Index Entries

Valentin Bruttel, Alex Washburne, and Antonius VanDongen
October 20, 2022

"Abstract: To prevent future pandemics, it is important that we understand whether SARS-CoV-2 spilled over directly from animals to people, or indirectly in a laboratory accident. The genome of SARS-COV-2 contains a peculiar pattern of unique restriction endonuclease recognition sites allowing efficient dis- and re-assembly of the viral genome characteristic of synthetic viruses. Here, we report the likelihood of observing such a pattern in coronaviruses with no history of bioengineering. We find that SARS-CoV-2 is an anomaly, more likely a product of synthetic genome assembly than natural evolution. The restriction map of SARS-CoV-2 is consistent with many previously reported synthetic coronavirus genomes, meets all the criteria required for an efficient reverse genetic system, differs from closest relatives by a significantly higher rate of synonymous mutations in these synthetic-looking recognitions sites, and has a synthetic fingerprint unlikely to have evolved from its close relatives. We report a high likelihood that SARS-CoV-2 may have originated as an infectious clone assembled in vitro.

Lay Summary: ... We found that SARS-CoV has the restriction site fingerprint that is typical for synthetic viruses. The synthetic fingerprint of SARS-CoV-2 is anomalous in wild coronaviruses, and common in lab-assembled viruses. The type of mutations (synonymous or silent mutations) that differentiate the restriction sites in SARS-CoV-2 are characteristic of engineering, and the concentration of these silent mutations in the restriction sites is extremely unlikely to have arisen by random evolution. Both the restriction site fingerprint and the pattern of mutations generating them are extremely unlikely in wild coronaviruses and nearly universal in synthetic viruses. Our findings strongly suggest a synthetic origin of SARS-CoV2...

Introduction: ... There are currently two hypotheses on the origin of SARS-CoV-2. The first hypothesis posits that SARS-CoV-2 has a natural origin and spilled over from animals to people at the Huanan seafood market (Pekar et al. 2022; Worobey et al. 2022)... 

The second hypothesis on the origin of SARS-CoV-2 posits that SARS-CoV-2 originated in a lab as a result of coronavirus (CoV) research. The lab origin hypothesis primarily notices that CoV research was carried out in Wuhan and that SARS-CoV-2 is unique among sarbecoviruses in having a Furin cleavage site (FCS) between the S1 and S2 subunits of the Spike protein. In-vitro studies have found the FCS is key to SARS-CoV-2 pathogenesis (Johnson et al. 2021)."

**WORK INSTRUCTION**
Reproduce the part of the SARS-CoV-2 origin text between "Lay Summary: ..." and "origin of SARS-CoV2...", inclusive.

**SUPPLIED DATA**
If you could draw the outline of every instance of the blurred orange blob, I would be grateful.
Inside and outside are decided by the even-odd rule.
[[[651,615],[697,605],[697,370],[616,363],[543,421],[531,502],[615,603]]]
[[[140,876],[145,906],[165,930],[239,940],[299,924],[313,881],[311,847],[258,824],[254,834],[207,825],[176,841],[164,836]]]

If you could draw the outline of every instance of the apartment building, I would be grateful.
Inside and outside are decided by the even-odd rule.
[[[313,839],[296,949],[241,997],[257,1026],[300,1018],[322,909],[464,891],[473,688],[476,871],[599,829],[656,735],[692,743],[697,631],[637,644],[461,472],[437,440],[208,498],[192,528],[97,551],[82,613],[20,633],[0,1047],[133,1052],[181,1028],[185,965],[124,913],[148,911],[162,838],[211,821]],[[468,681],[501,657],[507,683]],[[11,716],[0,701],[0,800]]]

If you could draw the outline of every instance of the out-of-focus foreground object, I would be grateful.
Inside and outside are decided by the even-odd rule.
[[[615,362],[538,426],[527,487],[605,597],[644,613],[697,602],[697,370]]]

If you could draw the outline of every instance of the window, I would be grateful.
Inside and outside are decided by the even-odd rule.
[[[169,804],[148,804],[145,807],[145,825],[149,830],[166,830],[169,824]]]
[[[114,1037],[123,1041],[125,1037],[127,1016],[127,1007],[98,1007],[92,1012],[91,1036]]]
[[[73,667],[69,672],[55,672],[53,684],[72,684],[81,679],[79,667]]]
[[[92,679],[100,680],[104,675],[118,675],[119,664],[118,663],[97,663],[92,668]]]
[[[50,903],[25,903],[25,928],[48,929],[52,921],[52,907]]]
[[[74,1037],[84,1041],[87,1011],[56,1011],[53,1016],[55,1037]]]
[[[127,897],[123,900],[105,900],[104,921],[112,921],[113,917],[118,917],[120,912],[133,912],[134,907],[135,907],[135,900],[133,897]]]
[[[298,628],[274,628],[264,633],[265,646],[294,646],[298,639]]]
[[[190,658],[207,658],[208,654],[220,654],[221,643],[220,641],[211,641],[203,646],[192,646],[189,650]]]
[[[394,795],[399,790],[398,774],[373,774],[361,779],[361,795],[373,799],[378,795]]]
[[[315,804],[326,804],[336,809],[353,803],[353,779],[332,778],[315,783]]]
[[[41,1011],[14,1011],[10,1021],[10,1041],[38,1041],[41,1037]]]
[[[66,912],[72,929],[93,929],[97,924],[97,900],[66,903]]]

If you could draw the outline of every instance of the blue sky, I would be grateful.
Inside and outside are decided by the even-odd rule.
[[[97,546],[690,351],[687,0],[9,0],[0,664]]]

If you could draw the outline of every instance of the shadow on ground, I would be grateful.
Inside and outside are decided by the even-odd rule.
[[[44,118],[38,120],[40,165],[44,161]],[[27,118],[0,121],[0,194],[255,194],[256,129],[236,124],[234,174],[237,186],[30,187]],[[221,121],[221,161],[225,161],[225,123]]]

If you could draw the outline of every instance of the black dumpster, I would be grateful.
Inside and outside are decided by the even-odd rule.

**SOLUTION**
Lay Summary: ... We found that SARS-CoV has the restriction site fingerprint that is typical for synthetic viruses. The synthetic fingerprint of SARS-CoV-2 is anomalous in wild coronaviruses, and common in lab-assembled viruses. The type of mutations (synonymous or silent mutations) that differentiate the restriction sites in SARS-CoV-2 are characteristic of engineering, and the concentration of these silent mutations in the restriction sites is extremely unlikely to have arisen by random evolution. Both the restriction site fingerprint and the pattern of mutations generating them are extremely unlikely in wild coronaviruses and nearly universal in synthetic viruses. Our findings strongly suggest a synthetic origin of SARS-CoV2...